SET EXERCISE: Rescale the entries below. Copy every line, including the wording before each answer, and multiply each coordinate in the answers by 0.5, rounding to whole numbers with halves going up.

-- GIVEN RECORDS start --

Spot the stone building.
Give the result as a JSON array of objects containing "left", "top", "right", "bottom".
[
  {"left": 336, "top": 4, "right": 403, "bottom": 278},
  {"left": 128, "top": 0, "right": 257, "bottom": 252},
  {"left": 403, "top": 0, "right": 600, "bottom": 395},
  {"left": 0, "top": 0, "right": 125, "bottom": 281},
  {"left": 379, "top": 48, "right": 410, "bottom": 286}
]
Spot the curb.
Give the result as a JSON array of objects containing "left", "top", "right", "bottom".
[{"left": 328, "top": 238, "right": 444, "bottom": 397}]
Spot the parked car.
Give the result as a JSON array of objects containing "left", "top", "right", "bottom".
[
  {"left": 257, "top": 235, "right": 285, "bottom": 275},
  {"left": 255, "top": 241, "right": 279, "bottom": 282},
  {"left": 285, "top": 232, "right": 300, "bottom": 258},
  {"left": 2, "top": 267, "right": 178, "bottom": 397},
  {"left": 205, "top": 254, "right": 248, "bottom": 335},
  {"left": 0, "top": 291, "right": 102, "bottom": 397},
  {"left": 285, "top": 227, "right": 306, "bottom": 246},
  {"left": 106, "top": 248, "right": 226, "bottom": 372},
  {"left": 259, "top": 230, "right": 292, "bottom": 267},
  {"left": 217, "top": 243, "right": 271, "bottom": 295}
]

-- GIVEN RECORDS end --

ANSWER TO THE TASK:
Spot the stone building.
Give the result as a JSON array of objects containing "left", "top", "right", "bottom".
[
  {"left": 168, "top": 2, "right": 202, "bottom": 139},
  {"left": 64, "top": 0, "right": 129, "bottom": 126},
  {"left": 202, "top": 0, "right": 300, "bottom": 198},
  {"left": 0, "top": 0, "right": 63, "bottom": 141},
  {"left": 190, "top": 24, "right": 205, "bottom": 143}
]
Spot the curb.
Give the result as a JSON array of objects containing "left", "top", "right", "bottom".
[{"left": 164, "top": 119, "right": 222, "bottom": 199}]
Spot the parked car.
Give the result as a JSON array of objects containing "left", "top", "right", "bottom".
[
  {"left": 129, "top": 118, "right": 143, "bottom": 138},
  {"left": 128, "top": 121, "right": 140, "bottom": 141},
  {"left": 143, "top": 116, "right": 150, "bottom": 129},
  {"left": 1, "top": 134, "right": 89, "bottom": 199},
  {"left": 103, "top": 127, "right": 124, "bottom": 168},
  {"left": 0, "top": 146, "right": 51, "bottom": 199},
  {"left": 143, "top": 114, "right": 153, "bottom": 123},
  {"left": 53, "top": 124, "right": 113, "bottom": 186},
  {"left": 130, "top": 115, "right": 146, "bottom": 134},
  {"left": 109, "top": 122, "right": 136, "bottom": 148}
]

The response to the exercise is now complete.